Article -
Have you tried to download it using IE?

Where are you downloading this from?

What error are you getting?


----------



## zineeditor (Apr 12, 2008)

Greetings

I tried downloading it with Firefox, Opera, and IE. Nothing works. Those darn people at ADE are totally unresponsive. I've read all sorts of complaints on the net about them. Lousy support period. I keep getting an error message "APP crash". I just now tried to open it again so I could get that error message and post the entire error message here. However, it won't do anything. Now I have to deal with that problem.


----------



## Masterchiefxx17 (Feb 27, 2010)

So you are not downloading the files directly from Adobe?


----------



## zineeditor (Apr 12, 2008)

Collected data -
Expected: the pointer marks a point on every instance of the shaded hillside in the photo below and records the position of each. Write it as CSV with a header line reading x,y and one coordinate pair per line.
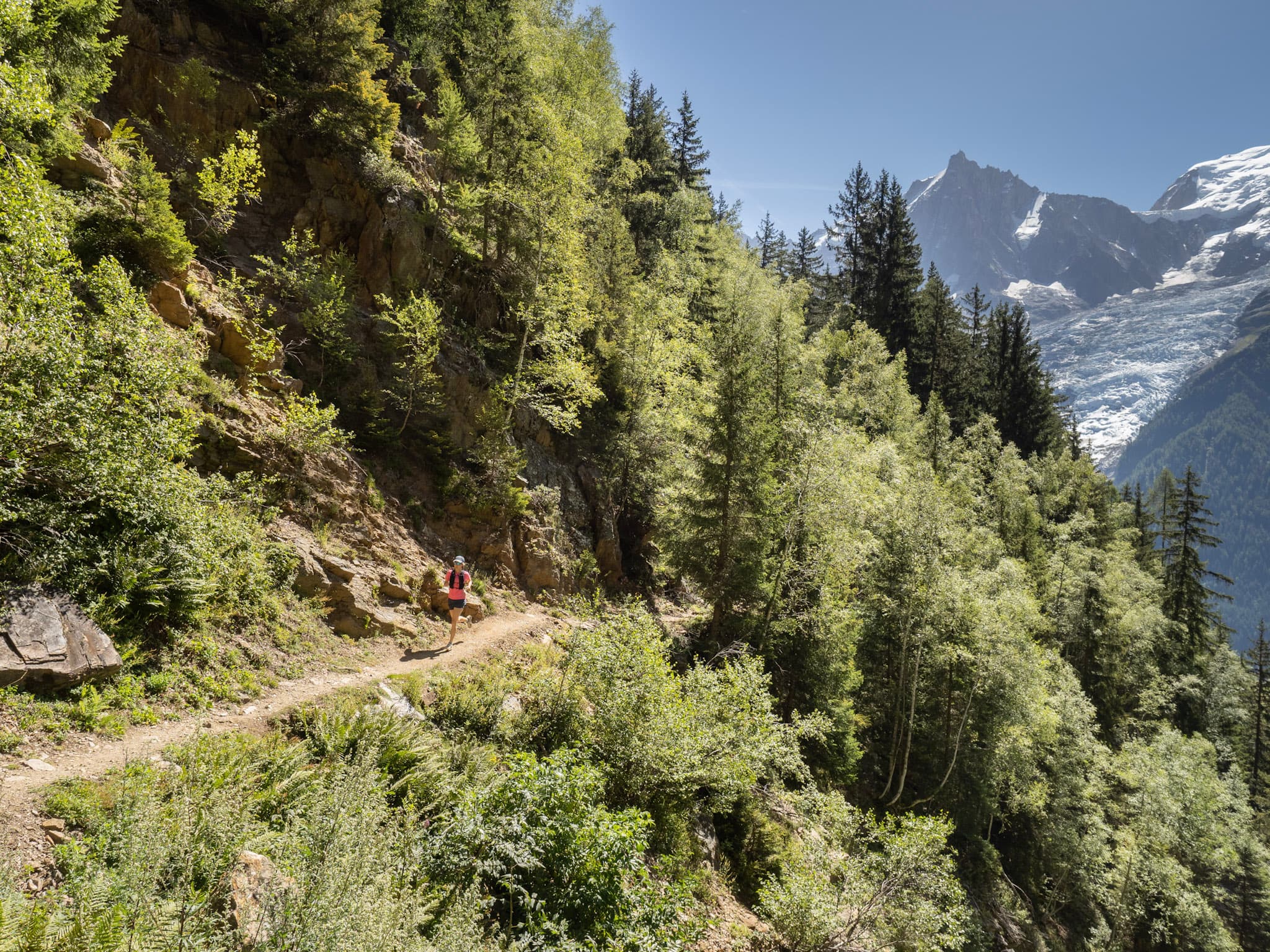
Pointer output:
x,y
1220,425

Actions to take -
1. From the forum thread, copy the passage from "Where are you" to "with that problem." word for word.
2. In the forum thread, which browsers did zineeditor try to download with?
3. Continue the forum thread about the download trouble from where it stops.

Task answers -
1.
Where are you downloading this from?

What error are you getting?


----------



## zineeditor (Apr 12, 2008)

Greetings

I tried downloading it with Firefox, Opera, and IE. Nothing works. Those darn people at ADE are totally unresponsive. I've read all sorts of complaints on the net about them. Lousy support period. I keep getting an error message "APP crash". I just now tried to open it again so I could get that error message and post the entire error message here. However, it won't do anything. Now I have to deal with that problem.

2. Firefox, Opera, and IE.

3.
Yes, I did download from Adobe Digital Editions page. Here's a copy of the problem I retrieved off of my computer:

Source
Adobe Digital Editions 3.0

Summary
APPCRASH

Date
‎7/‎25/‎2014 2:51 PM

Status
Not reported

Description
Stopped working
Faulting Application Path:	C:\Program Files (x86)\Adobe\Adobe Digital Editions 3.0\DigitalEditions.exe

Problem signature
Problem Event Name:	APPCRASH
Application Name:	DigitalEditions.exe
Application Version:	3.0.1.0
Application Timestamp:	535a4005
Fault Module Name:	KERNELBASE.dll
Fault Module Version:	6.2.9200.16864
Fault Module Timestamp:	531d2be6
Exception Code:	e053534f
Exception Offset:	00010f22
OS Version:	6.2.9200.2.0.0.768.101
Locale ID:	1033


----------



## Masterchiefxx17 (Feb 27, 2010)

Let's take a look at your system hardware specifications. Please follow this guide on how to get those specifications: 

How to find your system specifications | Tech Support Forum


----------



## zineeditor (Apr 12, 2008)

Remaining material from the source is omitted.